:: MATERIAL SHOWN
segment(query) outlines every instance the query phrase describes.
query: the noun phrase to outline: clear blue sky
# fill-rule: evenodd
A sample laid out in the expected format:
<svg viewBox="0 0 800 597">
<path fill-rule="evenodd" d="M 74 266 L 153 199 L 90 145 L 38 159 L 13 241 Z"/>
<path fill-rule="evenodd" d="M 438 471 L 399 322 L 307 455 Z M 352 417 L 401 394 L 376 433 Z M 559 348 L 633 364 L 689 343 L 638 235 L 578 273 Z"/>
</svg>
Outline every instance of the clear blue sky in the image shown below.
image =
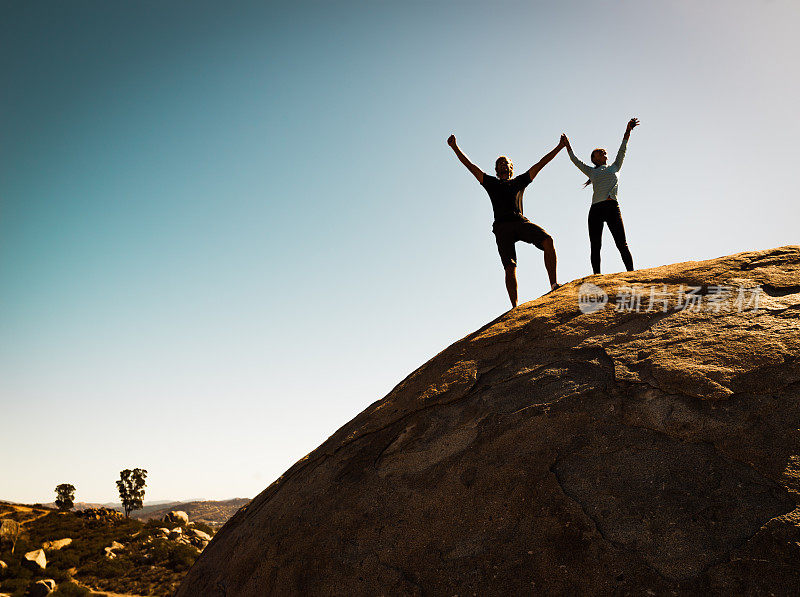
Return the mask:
::::
:: MATERIAL SHOWN
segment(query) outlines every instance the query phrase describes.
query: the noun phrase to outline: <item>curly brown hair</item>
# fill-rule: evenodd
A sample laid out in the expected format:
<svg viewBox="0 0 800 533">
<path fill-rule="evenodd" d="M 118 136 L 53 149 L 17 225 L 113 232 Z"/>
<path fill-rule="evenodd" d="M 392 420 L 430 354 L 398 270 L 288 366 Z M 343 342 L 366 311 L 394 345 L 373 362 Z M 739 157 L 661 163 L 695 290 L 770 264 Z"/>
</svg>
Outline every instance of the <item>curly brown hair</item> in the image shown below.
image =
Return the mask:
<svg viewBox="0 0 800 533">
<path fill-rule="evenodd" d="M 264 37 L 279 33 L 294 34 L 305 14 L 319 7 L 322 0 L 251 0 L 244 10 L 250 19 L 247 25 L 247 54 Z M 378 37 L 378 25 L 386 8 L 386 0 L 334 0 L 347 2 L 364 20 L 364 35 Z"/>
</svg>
::::
TASK TO COMPLETE: Check each line of the records above, and copy those that hold the word "curly".

WRITTEN ANSWER:
query: the noun phrase to outline: <item>curly brown hair</item>
Outline every instance of the <item>curly brown hair</item> in the image shown below.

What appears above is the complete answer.